### TASK SET:
1. In the blog post about the principals' conference, what was the title of the session that Baruti Kafele led?
2. Carry on with the blog post about the principals' conference, picking up right after its final sentence.

:: EXCERPT

It was 9:25 am Sunday, I was waiting in line to get my registration pass for the National Principals' Conference. I got a message from (Jerod Phillips (@japhillips0722) that he was at Baruti Kafele (@principalkafele) session titled Is My School Better Because of Me? I was planning on going, but running late, I told him to save me a seat, that is what connected friends are for! Thanks Jerod, not only a seat, but 5 feet away from the speaker, so I could feel his energy. The room was packed with no empty seats and people flowing out into the hallway by the time I arrived.
So enough with the set up... Within 2 minutes I was already struck with one of three takeaways that will stick with me for a while. He asked the following question:
What is my leadership identity?
This was asked of the group to think, not respond, but think. He said, "Do you even have an identity?" How would other people describe you? I always have thought to not worry about what other people think of me, and to some extent this is true on an individual level. You can't please everyone, but if the room was polled, you would certainly be able to pull out some common themes about yourself. What would the themes of staff be about you, if they were asked what your identity was?
He then said is there any non-negotiable you live by? This was easy, I never ever miss greeting my students on the bus court. I am late to district meetings, I run down the hall when the bell rings if I am late to the bus court. Don't stop me at this time, I have one mission! I make angry parents wait, there is VERY little that could make me leave this post! This is what he meant. What are those things that you will not bend, not matter what. I felt so strongly about it, I even stood up and told the crowd when he asked. What does this say about my leadership identity?

::::
:: MATERIAL

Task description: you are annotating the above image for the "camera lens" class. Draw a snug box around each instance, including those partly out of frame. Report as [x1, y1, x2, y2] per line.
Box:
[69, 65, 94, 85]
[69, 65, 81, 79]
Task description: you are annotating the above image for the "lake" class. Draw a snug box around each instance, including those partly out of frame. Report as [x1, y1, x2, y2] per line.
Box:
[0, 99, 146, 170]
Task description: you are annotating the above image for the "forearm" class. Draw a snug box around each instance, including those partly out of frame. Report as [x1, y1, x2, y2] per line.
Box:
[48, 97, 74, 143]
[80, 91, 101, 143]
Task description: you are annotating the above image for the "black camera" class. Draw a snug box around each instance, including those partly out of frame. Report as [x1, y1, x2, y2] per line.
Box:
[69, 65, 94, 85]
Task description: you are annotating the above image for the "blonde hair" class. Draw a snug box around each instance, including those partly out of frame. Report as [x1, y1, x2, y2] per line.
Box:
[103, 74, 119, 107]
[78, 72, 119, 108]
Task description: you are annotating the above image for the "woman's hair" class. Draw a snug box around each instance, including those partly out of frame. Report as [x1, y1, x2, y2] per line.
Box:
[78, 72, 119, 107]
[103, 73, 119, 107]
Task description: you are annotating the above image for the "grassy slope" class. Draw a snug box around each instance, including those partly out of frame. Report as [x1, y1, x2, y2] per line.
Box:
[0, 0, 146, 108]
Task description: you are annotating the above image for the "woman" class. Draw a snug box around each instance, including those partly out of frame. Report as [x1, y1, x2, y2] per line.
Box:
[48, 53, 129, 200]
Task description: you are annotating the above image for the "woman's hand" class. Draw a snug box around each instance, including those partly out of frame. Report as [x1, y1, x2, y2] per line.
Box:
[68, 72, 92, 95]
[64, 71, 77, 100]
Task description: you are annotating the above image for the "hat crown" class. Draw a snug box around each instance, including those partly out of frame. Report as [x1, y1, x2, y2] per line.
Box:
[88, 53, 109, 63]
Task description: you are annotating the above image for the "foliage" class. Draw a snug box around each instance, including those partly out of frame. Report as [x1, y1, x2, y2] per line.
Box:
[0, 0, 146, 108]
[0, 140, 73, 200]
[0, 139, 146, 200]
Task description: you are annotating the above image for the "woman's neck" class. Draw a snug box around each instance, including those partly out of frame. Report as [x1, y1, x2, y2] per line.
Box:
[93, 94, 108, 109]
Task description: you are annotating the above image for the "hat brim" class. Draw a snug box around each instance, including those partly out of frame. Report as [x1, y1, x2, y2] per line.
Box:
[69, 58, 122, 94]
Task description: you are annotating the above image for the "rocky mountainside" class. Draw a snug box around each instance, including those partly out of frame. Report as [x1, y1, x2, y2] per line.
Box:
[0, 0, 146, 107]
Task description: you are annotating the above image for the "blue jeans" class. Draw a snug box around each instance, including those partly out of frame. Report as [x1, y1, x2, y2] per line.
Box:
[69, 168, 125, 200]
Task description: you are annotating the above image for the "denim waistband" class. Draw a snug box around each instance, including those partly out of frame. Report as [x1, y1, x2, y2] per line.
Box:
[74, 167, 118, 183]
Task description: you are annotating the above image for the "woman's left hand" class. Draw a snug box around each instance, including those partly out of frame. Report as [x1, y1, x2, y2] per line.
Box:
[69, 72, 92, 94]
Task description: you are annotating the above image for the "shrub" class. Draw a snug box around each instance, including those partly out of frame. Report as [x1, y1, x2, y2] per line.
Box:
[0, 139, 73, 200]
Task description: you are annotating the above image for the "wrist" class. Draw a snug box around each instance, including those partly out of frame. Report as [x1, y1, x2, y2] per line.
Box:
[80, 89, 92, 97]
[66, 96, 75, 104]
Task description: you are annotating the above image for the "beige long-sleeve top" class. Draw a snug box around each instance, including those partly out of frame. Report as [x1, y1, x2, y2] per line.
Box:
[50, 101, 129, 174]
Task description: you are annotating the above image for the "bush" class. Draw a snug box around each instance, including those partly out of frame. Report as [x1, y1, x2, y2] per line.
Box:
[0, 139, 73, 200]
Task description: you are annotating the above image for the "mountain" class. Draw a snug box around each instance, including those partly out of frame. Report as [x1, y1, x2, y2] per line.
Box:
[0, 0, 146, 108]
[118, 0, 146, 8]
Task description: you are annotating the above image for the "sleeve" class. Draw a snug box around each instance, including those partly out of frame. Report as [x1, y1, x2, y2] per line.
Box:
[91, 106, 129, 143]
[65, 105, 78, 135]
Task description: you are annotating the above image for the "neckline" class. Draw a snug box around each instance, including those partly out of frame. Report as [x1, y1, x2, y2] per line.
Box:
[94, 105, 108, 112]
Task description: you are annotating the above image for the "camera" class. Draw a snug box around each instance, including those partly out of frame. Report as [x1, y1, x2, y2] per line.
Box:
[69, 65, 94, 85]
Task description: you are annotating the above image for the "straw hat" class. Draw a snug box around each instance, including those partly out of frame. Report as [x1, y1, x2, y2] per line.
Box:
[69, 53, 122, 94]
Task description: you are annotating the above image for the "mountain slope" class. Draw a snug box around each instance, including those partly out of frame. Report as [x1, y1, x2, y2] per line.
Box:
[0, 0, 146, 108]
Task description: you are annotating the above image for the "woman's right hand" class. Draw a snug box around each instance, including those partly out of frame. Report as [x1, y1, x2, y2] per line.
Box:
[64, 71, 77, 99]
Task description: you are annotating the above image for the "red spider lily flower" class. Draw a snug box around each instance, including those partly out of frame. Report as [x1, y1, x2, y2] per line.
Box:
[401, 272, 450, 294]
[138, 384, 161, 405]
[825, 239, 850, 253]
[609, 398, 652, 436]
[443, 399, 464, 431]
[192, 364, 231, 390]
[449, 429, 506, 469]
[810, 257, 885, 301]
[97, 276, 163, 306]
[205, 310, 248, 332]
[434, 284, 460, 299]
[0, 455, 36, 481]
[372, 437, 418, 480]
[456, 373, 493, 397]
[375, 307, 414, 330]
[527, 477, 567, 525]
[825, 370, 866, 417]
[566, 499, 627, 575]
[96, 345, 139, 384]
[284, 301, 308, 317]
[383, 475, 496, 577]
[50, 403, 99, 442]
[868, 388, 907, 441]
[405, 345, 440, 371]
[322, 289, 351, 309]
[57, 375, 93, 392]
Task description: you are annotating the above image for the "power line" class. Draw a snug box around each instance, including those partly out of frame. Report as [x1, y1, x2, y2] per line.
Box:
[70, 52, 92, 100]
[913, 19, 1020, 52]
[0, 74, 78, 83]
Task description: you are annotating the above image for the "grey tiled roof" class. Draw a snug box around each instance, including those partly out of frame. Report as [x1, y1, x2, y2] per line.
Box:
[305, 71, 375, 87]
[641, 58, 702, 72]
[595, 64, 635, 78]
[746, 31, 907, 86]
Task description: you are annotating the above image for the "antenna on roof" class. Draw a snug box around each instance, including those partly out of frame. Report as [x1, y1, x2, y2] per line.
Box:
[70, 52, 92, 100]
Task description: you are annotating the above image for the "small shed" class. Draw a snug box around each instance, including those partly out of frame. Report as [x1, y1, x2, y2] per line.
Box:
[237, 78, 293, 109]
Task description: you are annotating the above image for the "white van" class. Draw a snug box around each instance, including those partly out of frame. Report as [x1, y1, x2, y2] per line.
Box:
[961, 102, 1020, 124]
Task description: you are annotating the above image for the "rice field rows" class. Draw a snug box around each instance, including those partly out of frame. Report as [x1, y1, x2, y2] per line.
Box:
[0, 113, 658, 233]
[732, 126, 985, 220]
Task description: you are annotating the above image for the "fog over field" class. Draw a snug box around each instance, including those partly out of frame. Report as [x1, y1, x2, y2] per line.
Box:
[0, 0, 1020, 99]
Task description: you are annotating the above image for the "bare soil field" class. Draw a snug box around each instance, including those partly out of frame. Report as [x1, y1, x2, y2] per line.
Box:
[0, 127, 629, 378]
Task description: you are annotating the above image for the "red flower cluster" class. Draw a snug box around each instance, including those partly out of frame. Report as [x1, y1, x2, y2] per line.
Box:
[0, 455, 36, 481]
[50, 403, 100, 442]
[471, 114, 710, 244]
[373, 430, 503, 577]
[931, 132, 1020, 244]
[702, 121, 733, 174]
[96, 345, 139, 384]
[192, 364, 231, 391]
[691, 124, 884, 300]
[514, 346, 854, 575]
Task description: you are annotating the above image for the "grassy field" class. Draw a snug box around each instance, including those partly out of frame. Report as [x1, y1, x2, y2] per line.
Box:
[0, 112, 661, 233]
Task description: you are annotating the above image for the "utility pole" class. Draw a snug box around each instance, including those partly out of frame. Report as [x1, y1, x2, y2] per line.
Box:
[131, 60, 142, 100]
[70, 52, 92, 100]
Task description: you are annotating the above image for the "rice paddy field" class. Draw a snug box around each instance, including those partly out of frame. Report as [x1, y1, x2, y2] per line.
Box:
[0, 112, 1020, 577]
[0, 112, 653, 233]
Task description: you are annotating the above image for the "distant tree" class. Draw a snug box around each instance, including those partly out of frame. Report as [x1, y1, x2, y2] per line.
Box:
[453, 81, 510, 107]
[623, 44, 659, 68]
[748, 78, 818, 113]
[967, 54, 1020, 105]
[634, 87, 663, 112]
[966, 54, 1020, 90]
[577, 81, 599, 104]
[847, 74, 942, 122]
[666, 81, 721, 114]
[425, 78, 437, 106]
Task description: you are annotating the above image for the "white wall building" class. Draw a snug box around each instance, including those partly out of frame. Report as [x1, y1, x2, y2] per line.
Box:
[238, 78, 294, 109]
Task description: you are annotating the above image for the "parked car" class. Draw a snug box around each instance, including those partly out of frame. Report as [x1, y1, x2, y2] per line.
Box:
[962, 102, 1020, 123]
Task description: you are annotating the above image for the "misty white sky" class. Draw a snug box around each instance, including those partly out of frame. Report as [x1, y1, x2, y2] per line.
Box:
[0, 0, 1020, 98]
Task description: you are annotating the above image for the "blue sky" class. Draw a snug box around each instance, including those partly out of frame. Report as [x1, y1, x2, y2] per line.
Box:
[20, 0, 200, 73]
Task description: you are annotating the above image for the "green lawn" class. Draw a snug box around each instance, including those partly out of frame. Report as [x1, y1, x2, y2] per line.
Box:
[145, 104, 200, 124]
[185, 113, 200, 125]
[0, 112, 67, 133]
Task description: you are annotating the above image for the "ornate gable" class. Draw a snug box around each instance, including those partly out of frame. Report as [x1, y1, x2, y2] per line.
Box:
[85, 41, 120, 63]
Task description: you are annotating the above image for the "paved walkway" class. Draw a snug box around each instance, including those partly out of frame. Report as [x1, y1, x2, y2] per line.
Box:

::::

### RESULTS FOR THE EXERCISE:
1. Is My School Better Because of Me?

2.
This led to the second great takeaway:
My contention, my evidence, my staffs' perceptions MATTER!
To me this was eye opening in the way he said it. What have you done to promote your perception? What is your evidence? If you understand your identity, then what evidence do you have to support and would others around you confirm your thoughts if asked?
Up to this point everything was personal. There was no mention of school in terms of students or staff. It was all about you, I am making an assumption, but I would guess that Baruti would say if you don't understand yourself first, you will never be able to understand and therefore move an organization like a school.
The final takeaway was simple, but something else I had never really thought of in this way. He showed a picture of a doctor, pilot, police officer, and fireman with the following question: What do you see in common with all of them? Answer: They all wear distinguishable uniforms.
What is the expectation in the morning when I put on my uniform?
I had never thought of myself as putting on a uniform, but certainly I do. I go from Doug Timm to Mr. Timm, Principal Timm, or whatever... I do act differently at school than I do at home. I am a different person, we all are. But what is my level of commitment? I think that is what he was referring to. What is my drive, focus, and willingness to work in order to make my school better? Since I got my job I have understood that I am different at school, but never thought of myself as putting on a uniform. This tiny switch in thinking is a reminder that not only should I value my work, but others value it as well. If I begin to lose focus, get frustrated, say something inappropriate, then I need to look down to my tie and remind myself that I have my uniform on.
There was so much more, but those were the three big things. All if going back to the title of the presentation:
Is My School Better Because of Me?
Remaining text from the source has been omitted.